**STORED RECORDS:**
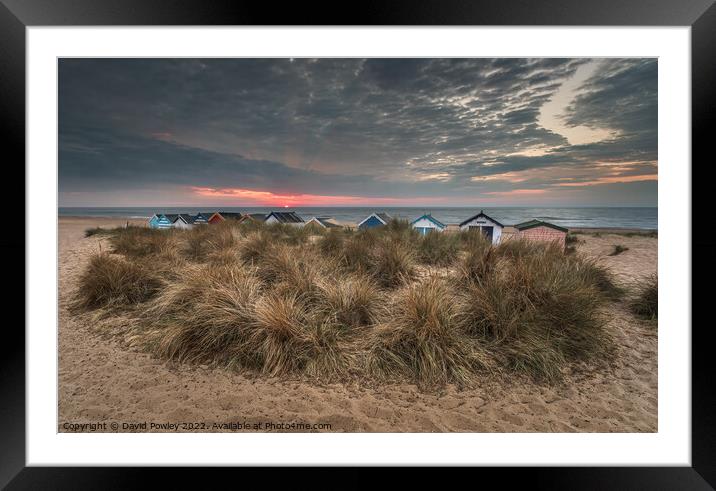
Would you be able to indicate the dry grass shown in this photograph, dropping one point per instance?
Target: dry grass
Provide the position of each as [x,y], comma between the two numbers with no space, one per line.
[646,302]
[420,337]
[618,249]
[261,298]
[112,282]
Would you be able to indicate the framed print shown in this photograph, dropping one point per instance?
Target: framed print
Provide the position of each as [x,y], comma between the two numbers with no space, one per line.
[251,239]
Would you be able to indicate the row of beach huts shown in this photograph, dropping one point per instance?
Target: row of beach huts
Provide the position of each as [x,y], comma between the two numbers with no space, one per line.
[492,229]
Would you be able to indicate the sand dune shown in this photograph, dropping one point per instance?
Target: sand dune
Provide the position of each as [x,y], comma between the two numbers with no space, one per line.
[102,380]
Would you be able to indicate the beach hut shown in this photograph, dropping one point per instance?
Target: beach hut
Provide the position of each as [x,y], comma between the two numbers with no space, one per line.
[285,217]
[221,216]
[540,231]
[183,221]
[491,228]
[374,220]
[201,218]
[159,220]
[426,224]
[252,218]
[322,222]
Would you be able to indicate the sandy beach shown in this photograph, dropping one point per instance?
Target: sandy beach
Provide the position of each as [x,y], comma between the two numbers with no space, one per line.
[103,380]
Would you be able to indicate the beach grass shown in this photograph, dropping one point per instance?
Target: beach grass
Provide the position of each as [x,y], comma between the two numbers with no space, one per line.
[646,302]
[618,249]
[286,301]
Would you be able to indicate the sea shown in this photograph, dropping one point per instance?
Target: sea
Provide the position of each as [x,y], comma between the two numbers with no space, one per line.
[592,217]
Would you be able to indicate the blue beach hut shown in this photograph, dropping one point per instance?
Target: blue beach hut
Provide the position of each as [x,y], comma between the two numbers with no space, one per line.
[426,224]
[160,220]
[374,220]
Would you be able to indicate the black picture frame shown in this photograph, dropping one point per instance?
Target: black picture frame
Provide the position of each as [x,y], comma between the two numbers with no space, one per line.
[16,15]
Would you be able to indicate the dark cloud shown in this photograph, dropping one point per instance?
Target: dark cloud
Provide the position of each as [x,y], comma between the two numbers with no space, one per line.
[375,127]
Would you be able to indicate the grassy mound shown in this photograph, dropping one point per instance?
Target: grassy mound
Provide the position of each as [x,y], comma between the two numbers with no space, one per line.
[265,299]
[113,282]
[420,337]
[646,303]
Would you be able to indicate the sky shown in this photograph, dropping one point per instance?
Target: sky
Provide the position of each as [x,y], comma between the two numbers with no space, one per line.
[358,132]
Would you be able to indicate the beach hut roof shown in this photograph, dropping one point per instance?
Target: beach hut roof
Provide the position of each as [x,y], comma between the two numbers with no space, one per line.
[538,223]
[230,214]
[481,214]
[256,217]
[285,217]
[185,217]
[382,216]
[428,216]
[325,221]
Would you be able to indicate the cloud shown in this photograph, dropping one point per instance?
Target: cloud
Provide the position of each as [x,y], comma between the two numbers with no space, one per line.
[379,128]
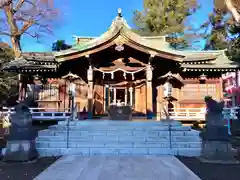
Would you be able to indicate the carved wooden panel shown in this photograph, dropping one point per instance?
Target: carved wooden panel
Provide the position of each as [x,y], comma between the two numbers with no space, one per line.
[199,91]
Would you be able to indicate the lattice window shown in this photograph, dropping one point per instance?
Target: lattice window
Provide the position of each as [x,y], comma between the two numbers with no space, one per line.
[198,91]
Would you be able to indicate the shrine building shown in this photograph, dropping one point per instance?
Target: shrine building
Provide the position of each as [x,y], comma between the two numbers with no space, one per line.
[121,66]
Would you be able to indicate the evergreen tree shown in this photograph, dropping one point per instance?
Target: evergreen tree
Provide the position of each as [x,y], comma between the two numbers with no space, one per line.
[8,81]
[26,17]
[166,17]
[232,6]
[218,24]
[234,46]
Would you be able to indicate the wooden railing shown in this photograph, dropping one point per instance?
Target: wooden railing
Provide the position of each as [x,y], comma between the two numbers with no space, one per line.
[188,114]
[181,114]
[43,114]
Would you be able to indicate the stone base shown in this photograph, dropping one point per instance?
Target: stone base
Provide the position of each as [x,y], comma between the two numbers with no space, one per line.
[20,151]
[217,152]
[218,161]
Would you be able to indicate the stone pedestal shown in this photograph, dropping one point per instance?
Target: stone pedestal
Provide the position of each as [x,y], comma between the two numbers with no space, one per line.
[90,92]
[120,113]
[21,140]
[149,98]
[216,145]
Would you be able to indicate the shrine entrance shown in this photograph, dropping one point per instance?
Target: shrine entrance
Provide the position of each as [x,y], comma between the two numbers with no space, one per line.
[120,95]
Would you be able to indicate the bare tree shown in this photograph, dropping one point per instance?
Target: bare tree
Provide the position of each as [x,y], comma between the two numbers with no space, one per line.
[31,17]
[232,6]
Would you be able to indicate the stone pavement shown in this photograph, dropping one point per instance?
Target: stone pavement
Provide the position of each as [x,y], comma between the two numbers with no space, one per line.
[117,168]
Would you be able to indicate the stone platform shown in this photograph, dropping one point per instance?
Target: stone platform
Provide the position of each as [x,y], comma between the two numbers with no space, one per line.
[132,138]
[117,168]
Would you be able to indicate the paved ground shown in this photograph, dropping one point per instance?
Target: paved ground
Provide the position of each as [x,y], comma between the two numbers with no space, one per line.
[117,168]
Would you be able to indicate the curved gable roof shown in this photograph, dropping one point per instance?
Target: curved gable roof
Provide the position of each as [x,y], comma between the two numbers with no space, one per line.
[120,31]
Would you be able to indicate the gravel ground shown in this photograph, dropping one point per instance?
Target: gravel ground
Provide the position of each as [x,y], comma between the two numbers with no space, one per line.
[209,171]
[24,171]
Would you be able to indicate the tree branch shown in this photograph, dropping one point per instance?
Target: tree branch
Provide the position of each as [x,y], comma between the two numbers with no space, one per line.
[19,5]
[233,10]
[5,34]
[26,26]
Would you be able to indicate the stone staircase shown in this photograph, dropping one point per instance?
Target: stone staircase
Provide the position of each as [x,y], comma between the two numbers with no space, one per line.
[102,137]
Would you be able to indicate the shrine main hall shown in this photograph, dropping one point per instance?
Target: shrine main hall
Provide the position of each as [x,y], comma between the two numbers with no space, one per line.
[121,66]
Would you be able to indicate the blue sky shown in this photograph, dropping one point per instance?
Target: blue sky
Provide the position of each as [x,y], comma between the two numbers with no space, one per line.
[93,17]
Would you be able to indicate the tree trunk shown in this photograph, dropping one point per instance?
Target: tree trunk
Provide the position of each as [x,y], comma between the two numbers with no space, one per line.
[16,45]
[233,10]
[14,32]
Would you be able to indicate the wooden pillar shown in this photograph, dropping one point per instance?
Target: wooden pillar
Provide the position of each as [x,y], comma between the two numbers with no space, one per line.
[90,92]
[125,96]
[131,95]
[149,108]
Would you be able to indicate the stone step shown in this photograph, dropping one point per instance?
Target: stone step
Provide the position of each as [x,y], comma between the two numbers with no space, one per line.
[65,144]
[120,128]
[45,152]
[98,138]
[107,132]
[120,123]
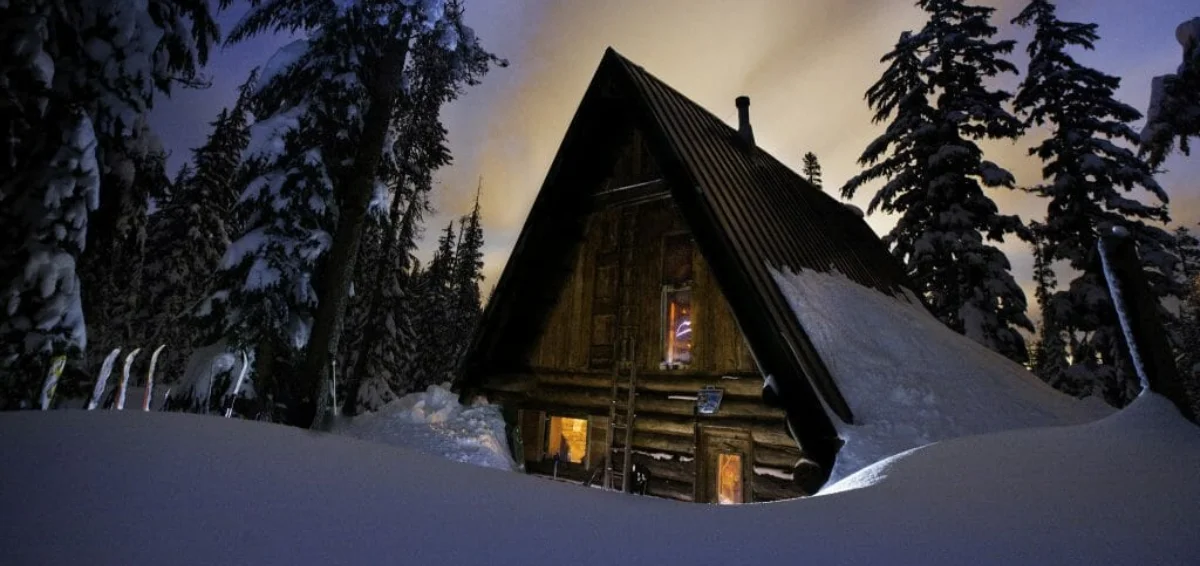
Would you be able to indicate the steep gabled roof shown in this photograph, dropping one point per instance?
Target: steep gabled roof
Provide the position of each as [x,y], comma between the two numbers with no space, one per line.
[748,214]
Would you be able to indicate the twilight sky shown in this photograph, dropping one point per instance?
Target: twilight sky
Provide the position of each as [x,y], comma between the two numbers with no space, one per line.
[805,64]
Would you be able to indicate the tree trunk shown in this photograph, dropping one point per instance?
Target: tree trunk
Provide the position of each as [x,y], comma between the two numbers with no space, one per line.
[354,377]
[1149,337]
[345,248]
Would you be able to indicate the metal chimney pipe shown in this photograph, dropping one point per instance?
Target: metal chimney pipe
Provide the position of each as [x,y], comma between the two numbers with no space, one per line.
[744,128]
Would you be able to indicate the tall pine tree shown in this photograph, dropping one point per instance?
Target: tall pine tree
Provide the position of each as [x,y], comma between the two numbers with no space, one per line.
[1186,327]
[76,76]
[468,274]
[1174,112]
[331,102]
[935,174]
[811,169]
[1089,178]
[436,317]
[192,229]
[373,327]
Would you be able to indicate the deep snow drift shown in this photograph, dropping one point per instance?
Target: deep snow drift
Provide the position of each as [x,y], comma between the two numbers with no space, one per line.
[132,487]
[910,380]
[433,422]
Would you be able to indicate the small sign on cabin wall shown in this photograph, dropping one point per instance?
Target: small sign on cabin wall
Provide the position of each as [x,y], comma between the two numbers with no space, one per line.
[708,399]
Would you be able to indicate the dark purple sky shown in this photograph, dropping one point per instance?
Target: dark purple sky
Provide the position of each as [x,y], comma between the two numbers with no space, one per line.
[805,64]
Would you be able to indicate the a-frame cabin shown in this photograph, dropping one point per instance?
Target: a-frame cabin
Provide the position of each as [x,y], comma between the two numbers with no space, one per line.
[643,268]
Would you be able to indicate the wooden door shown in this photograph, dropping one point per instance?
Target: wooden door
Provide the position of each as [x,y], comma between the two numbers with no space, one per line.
[725,465]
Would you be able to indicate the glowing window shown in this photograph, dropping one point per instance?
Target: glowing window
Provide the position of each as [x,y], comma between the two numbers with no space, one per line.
[677,326]
[729,479]
[568,438]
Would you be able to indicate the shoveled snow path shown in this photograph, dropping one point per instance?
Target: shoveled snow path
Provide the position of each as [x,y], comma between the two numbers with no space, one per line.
[131,487]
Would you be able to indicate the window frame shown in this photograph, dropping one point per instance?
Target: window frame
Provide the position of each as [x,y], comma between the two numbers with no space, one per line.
[664,326]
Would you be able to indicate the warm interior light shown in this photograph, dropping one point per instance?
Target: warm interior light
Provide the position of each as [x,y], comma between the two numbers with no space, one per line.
[568,439]
[729,479]
[677,333]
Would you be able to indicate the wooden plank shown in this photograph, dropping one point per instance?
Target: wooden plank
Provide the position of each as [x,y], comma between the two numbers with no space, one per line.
[676,445]
[745,385]
[670,489]
[769,488]
[777,457]
[666,469]
[763,434]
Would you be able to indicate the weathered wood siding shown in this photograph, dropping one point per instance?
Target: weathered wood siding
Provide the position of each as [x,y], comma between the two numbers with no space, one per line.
[609,289]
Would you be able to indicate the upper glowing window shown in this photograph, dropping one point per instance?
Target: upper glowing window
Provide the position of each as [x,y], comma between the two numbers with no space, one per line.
[677,329]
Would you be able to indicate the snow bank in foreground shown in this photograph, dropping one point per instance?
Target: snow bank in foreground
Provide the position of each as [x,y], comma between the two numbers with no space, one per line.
[435,422]
[83,487]
[910,380]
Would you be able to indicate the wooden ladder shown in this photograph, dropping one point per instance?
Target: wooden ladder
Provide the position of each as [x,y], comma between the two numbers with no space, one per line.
[622,415]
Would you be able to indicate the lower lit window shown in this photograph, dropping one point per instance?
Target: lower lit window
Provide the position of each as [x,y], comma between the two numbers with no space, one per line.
[568,439]
[677,326]
[729,479]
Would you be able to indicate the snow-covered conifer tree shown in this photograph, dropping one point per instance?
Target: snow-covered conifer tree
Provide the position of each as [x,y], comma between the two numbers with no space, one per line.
[435,315]
[193,227]
[381,314]
[113,272]
[939,106]
[1186,327]
[811,169]
[75,76]
[328,106]
[1089,180]
[1050,360]
[468,274]
[1174,112]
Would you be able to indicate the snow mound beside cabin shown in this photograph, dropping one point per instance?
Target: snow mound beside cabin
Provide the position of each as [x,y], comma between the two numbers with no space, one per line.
[84,487]
[435,422]
[909,379]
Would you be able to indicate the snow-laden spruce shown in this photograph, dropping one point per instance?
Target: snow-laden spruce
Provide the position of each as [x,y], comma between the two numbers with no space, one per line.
[909,379]
[193,227]
[1092,179]
[936,103]
[70,118]
[1174,113]
[321,158]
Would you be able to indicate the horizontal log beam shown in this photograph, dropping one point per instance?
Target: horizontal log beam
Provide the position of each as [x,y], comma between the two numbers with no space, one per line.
[670,489]
[765,433]
[666,469]
[769,488]
[749,386]
[762,433]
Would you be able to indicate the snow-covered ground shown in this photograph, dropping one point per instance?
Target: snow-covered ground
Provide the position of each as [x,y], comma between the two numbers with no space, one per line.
[145,488]
[433,422]
[910,380]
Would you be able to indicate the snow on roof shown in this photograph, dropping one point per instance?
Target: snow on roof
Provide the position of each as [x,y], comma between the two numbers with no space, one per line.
[177,488]
[910,380]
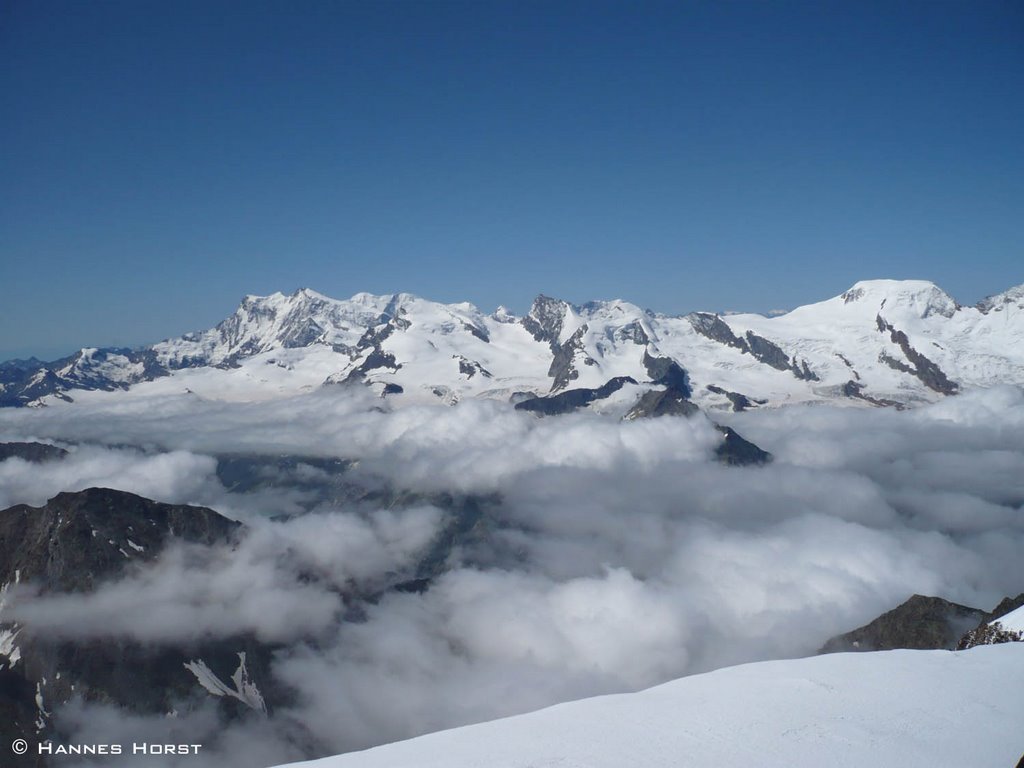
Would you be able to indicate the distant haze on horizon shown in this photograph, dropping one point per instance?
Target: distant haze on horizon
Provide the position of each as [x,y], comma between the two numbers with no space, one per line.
[160,162]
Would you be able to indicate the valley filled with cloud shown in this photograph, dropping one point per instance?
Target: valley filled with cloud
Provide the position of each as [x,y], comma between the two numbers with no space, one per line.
[428,566]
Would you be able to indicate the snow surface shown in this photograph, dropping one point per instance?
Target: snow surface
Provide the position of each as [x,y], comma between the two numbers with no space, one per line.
[1012,622]
[903,708]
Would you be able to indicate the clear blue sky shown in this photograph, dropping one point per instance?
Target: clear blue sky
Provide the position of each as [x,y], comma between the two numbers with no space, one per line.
[160,160]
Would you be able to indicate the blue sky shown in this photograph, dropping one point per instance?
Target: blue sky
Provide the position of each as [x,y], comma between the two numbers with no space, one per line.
[158,161]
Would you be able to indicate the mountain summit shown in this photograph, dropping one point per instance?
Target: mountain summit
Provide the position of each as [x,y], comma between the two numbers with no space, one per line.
[881,342]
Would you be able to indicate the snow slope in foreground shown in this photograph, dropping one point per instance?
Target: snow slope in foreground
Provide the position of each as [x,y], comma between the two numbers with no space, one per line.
[902,708]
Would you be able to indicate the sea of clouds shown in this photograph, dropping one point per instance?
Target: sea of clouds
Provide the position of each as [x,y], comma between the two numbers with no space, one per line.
[613,555]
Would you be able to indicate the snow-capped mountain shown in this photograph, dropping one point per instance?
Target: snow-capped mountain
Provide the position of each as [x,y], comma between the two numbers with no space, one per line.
[901,708]
[882,342]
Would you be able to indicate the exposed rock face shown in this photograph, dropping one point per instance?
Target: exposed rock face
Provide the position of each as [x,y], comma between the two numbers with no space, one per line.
[733,450]
[929,374]
[989,631]
[73,544]
[571,399]
[739,401]
[758,347]
[737,452]
[666,372]
[545,318]
[855,390]
[31,452]
[656,402]
[55,547]
[923,623]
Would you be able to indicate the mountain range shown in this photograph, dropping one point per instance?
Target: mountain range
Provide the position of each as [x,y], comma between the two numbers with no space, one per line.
[882,342]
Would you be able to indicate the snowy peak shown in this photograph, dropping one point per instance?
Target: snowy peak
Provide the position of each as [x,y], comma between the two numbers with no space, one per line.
[918,297]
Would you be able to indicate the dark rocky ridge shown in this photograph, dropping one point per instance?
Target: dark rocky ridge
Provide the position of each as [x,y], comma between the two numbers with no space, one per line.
[73,544]
[31,452]
[921,623]
[669,401]
[571,399]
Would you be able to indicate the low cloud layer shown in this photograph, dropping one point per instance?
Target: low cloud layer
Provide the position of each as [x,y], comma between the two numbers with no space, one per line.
[610,556]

**EXERCISE AIM:**
Output the line that contains "Would you be able to indicate the snowy", followed by every later line in the listing, with no line omitted and none added.

**EXERCISE RESPONSE:**
Would you be able to indicate the snowy peak shown in this photograph, dropping one point per instance?
Target: snowy peak
Provide the position of each as [x,y], comma between the two numbers with no space, one per line.
[918,297]
Would you be able to indicate the dark rocky ridge shown in this photograph, dropping one point per instance?
Target: dark rocky ridge
Provide the position of each as [x,y], comma between the two numbers with no space, one per line.
[73,544]
[31,452]
[921,623]
[669,401]
[571,399]
Would you be able to indicate the low cloud layer shown in this photograph, dropping one point per instance?
Target: low cloud layer
Provide the position of each as [x,y], comma between the two numbers with no space, one per line.
[610,556]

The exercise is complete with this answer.